» **Brano riportato**
====================

Tiziano Treu
Sindacato e rappresentanze aziendali
DOI: 10.1401/9788815412324/c3
Ancora più delicati sono i problemi posti dai rapporti fra le sezioni sindacali (e il sindacato in genere) e le nuove forme organizzative in questione. Già le caratteristiche sopra accennate per cui esse si pongono, all’origine, come espressione diretta e organizzata dalla generalità dei lavoratori, rifiutando ogni legame con i gruppi sindacali esistenti, sono sufficienti ad alterare profondamente la posizione funzionale della sezione, anche rispetto alle concezioni più avanzate che ne avevano auspicato da tempo l’apertura dialettica nei riguardi di tutti i lavoratori. Ai gruppi sindacali in azienda, da soli o unitariamente considerati, non si richiede più solo di confrontare con la totalità dei dipendenti i modi di svolgimento di compiti sindacali, concepiti pur sempre come esclusivamente propri, ma di riaffermare la propria funzione egemonica nei riguardi di strutture organizzate in modo autonomo e potenzialmente alternativo [5]
. Un simile programma, che
{p. 100}già propone all’istituto un compito di estrema difficoltà (anche a prescindere dal suo precario stato di sviluppo), diventa progressivamente più difficile nella misura in cui le figure in questione vanno estendendosi e tendono ad assumere poteri decisionali rispetto alle principali materie di azione sindacale; poteri che si impongono di fatto all’iniziativa del sindacato, e che questo si mostra incline a riconoscere, per ragioni comprensibili, prima di volta in volta, poi sempre più regolarmente [6]
.

====================

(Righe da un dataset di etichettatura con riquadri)
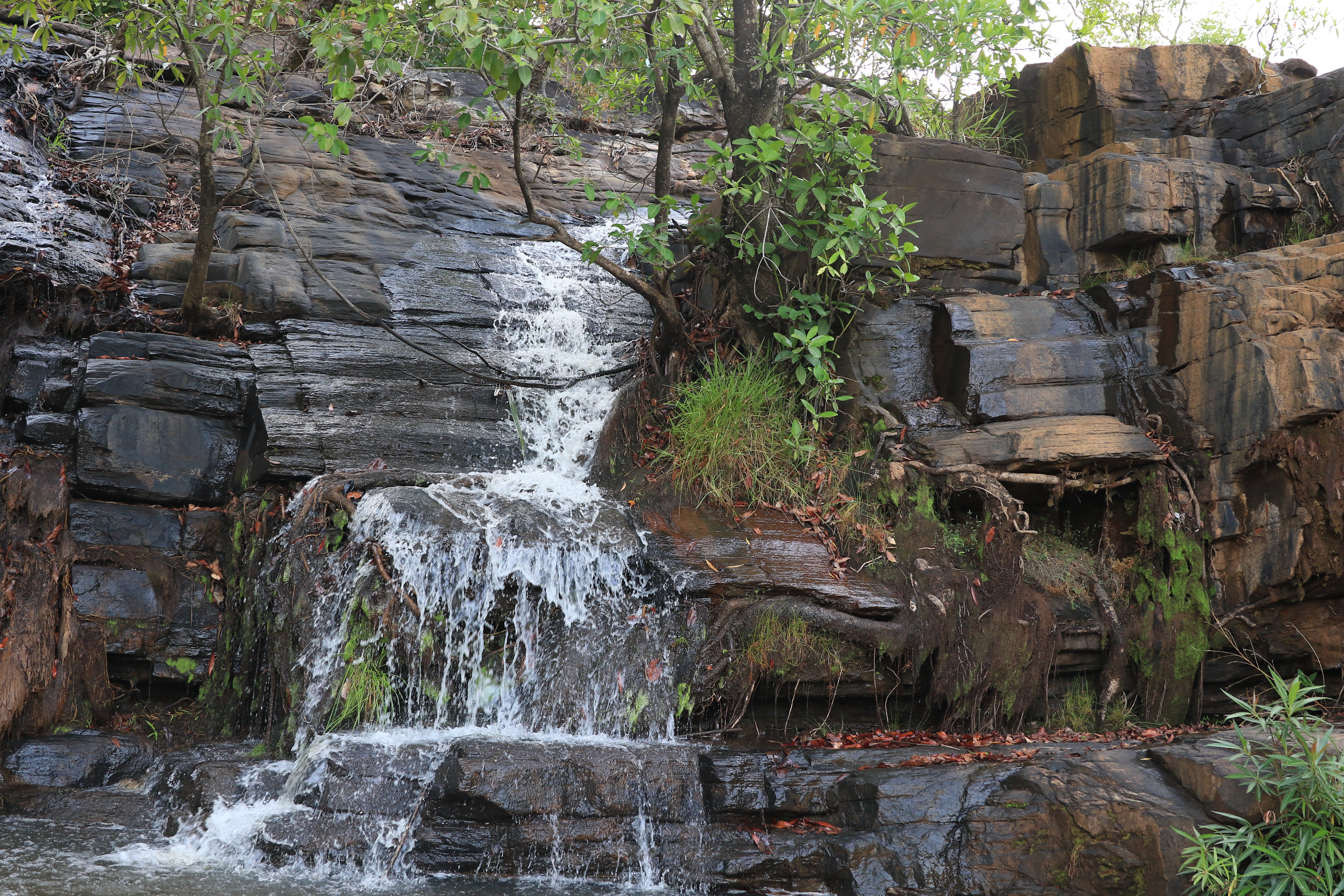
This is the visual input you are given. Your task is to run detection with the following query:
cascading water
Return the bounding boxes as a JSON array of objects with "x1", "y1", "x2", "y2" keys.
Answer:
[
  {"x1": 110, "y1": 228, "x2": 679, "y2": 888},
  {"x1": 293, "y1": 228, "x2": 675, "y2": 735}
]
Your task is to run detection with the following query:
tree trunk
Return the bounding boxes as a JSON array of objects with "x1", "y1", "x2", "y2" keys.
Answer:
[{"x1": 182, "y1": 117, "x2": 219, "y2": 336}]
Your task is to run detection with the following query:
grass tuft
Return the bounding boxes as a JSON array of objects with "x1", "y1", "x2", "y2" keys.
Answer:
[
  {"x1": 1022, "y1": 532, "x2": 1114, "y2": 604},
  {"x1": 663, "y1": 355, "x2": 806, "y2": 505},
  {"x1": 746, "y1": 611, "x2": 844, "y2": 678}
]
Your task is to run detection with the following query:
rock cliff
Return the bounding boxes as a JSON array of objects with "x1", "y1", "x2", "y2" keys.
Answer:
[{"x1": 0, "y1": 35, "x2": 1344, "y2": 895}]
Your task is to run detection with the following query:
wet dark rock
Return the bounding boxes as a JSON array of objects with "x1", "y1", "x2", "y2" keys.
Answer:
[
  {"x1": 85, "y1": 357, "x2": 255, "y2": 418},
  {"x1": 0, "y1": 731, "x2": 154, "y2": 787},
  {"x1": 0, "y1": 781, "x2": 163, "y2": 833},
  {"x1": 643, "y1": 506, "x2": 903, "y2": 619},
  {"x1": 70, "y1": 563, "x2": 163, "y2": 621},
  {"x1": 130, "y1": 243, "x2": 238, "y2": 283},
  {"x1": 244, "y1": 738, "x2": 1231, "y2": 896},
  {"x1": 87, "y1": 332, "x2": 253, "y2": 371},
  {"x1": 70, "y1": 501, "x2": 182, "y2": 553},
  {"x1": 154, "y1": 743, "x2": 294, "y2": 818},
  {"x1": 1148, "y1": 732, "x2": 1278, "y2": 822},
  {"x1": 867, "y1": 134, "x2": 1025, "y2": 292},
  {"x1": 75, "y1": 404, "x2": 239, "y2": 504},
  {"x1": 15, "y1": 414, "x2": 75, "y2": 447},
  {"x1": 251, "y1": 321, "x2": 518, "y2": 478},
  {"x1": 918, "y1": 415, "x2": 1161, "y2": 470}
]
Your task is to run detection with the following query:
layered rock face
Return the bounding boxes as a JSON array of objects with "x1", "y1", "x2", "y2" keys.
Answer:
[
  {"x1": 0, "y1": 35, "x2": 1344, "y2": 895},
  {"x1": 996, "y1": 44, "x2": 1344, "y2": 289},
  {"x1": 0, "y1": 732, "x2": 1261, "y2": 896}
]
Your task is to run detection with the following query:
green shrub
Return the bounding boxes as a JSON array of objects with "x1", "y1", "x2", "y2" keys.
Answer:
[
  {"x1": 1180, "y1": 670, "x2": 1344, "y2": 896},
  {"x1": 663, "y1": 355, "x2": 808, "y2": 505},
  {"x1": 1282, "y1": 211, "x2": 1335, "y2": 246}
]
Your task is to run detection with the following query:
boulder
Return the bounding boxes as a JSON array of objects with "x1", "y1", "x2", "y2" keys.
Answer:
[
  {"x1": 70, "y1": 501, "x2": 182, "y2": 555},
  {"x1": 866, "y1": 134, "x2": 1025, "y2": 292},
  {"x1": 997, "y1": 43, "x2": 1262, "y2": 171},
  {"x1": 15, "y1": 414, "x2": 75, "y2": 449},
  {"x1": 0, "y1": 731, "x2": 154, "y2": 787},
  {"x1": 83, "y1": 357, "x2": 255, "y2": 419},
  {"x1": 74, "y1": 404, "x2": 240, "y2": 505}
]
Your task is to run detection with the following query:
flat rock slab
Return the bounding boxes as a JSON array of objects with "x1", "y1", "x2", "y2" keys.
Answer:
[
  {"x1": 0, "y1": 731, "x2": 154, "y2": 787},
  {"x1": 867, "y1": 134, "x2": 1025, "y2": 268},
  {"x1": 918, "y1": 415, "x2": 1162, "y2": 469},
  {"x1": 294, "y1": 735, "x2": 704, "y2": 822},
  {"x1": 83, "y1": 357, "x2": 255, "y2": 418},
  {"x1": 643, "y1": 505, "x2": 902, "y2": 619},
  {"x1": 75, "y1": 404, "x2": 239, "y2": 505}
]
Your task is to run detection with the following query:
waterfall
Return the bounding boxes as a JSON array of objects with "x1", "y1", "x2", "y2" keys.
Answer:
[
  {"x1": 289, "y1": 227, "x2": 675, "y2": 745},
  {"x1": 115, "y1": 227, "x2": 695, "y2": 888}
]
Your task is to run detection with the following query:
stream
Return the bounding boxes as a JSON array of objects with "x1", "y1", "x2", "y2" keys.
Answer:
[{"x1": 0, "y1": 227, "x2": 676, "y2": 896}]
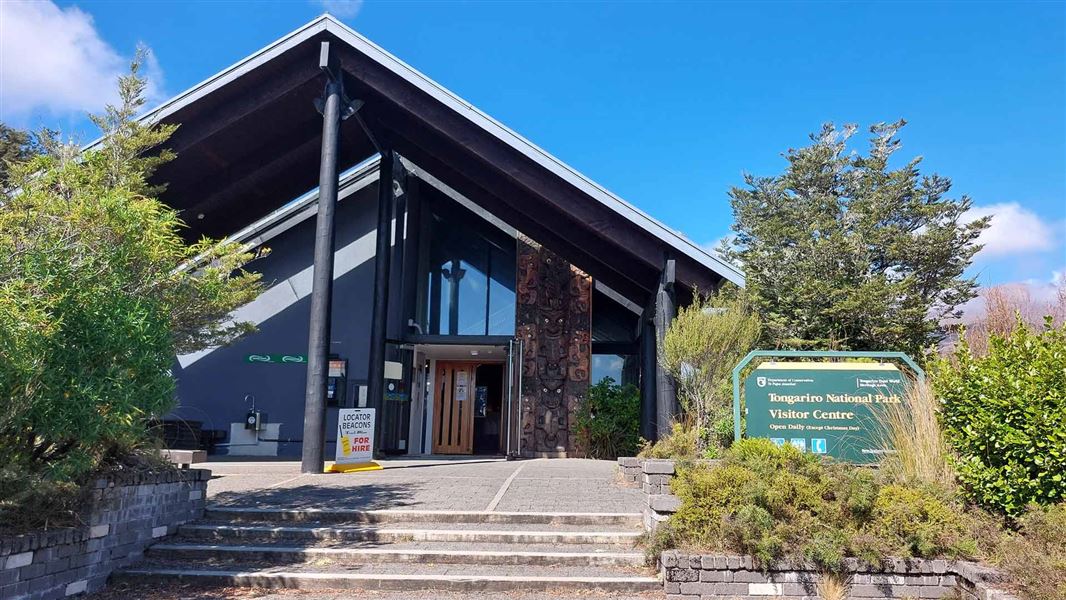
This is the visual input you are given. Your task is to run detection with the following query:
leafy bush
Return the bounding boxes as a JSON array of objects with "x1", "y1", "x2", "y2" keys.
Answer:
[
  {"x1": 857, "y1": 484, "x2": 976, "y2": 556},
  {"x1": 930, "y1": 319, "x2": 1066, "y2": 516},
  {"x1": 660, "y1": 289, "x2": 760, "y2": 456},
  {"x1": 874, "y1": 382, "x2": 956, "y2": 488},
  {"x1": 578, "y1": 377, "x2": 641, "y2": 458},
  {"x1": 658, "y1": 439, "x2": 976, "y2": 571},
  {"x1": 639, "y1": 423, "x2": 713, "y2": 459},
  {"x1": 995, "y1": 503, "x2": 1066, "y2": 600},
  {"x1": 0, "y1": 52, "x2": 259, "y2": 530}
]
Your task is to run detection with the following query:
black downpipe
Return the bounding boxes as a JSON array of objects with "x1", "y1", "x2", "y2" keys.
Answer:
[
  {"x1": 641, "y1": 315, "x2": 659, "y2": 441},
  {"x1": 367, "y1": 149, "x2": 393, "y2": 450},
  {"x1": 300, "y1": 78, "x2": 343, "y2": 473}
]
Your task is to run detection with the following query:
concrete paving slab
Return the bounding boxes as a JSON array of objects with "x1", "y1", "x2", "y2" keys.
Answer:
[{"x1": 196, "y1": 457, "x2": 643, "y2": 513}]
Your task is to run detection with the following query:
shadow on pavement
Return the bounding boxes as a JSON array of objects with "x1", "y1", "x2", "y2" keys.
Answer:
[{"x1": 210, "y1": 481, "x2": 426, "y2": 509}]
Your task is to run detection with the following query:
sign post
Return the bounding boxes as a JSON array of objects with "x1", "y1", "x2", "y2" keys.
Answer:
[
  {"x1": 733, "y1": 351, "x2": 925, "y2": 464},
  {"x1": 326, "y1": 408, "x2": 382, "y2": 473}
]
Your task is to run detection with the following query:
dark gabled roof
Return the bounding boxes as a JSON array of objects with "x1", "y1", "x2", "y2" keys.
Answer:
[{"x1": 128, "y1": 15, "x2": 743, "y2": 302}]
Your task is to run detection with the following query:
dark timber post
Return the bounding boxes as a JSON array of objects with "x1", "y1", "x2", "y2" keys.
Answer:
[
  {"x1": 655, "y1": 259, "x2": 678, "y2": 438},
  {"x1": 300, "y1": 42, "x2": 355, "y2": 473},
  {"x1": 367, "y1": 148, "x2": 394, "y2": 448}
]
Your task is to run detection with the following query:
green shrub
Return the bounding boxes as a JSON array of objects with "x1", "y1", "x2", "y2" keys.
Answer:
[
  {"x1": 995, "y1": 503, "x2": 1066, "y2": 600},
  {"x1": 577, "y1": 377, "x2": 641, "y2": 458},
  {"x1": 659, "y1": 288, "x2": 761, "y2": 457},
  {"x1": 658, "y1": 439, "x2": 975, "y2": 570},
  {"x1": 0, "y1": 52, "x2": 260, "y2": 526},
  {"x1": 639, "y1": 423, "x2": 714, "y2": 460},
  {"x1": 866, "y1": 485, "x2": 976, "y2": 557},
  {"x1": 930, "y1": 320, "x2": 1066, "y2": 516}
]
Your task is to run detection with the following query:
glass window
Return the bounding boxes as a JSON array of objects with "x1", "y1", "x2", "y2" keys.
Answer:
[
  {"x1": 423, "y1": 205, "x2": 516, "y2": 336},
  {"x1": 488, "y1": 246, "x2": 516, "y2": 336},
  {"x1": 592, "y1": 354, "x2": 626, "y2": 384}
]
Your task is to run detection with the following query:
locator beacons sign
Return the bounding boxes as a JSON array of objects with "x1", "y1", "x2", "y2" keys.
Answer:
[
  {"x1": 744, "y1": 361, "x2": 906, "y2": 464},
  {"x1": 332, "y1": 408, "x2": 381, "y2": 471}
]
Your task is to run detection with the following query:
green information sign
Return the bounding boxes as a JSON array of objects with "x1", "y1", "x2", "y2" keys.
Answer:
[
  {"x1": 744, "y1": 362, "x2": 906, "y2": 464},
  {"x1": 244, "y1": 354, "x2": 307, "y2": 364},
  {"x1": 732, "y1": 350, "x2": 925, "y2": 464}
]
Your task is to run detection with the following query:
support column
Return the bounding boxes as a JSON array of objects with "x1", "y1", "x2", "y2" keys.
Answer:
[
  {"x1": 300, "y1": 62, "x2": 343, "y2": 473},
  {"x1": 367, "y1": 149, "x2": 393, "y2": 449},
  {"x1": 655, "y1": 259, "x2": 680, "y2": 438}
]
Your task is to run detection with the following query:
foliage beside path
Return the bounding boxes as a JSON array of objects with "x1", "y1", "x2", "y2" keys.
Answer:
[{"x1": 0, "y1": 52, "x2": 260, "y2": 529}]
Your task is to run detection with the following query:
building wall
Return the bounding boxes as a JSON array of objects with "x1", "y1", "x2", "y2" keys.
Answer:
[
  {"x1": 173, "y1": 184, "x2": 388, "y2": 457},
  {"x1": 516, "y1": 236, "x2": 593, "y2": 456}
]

====================

» **Compiti da svolgere**
1 – Nel brano sul sindacato e le rappresentanze aziendali, che cosa rifiutano all'origine le nuove forme organizzative?
2 – Riprendi il brano sul sindacato e le rappresentanze aziendali e proseguilo dopo l'ultima frase.

» **Risultati**
1 – Rifiutano ogni legame con i gruppi sindacali esistenti.

2 –
A questo punto appare evidente che viene messa in crisi e sottoposta a verifica la stessa concezione base della rappresentanza sindacale come gruppo associativo, e quindi della sezione, che dell’idea associativa costituisce la espressione più matura e insieme più fragile. Mentre a {p. 101}tale idea non sono estranei (o, se si vuole, sono normali, ma non necessari) i confronti delle tesi elaborate dal gruppo con la generalità dei lavoratori e la partecipazione di questi alla lotta, lo stesso principio rischia di svuotarsi, o quanto meno di modificarsi drasticamente, allorché il superamento dei limiti del gruppo si estende — con il consenso del sindacato — alle attività decisorie essenziali e si esprime in diverse forme organizzate, sia pure elementari [7]
. Al sindacato si propone inevitabilmente il problema di decidere se e quale senso abbia mantenere ancora in vita una propria struttura associativa aziendale privata delle funzioni sindacali (di recente acquisite), a favore di strutture non associative di cui si avvertono la vitalità e il potenziale dinamismo democratico. Il problema diventa ancora più pressante con il progressivo affermarsi dei delegati, che per il loro carattere rappresentativo, sia pure informale e revocabile, si presentano come modello di struttura organizzata alternativa alla sezione ben più consistente della indifferenziata forma assembleare e più facilmente utilizzabile dei vari gruppi palesemente anti o extra-sindacali.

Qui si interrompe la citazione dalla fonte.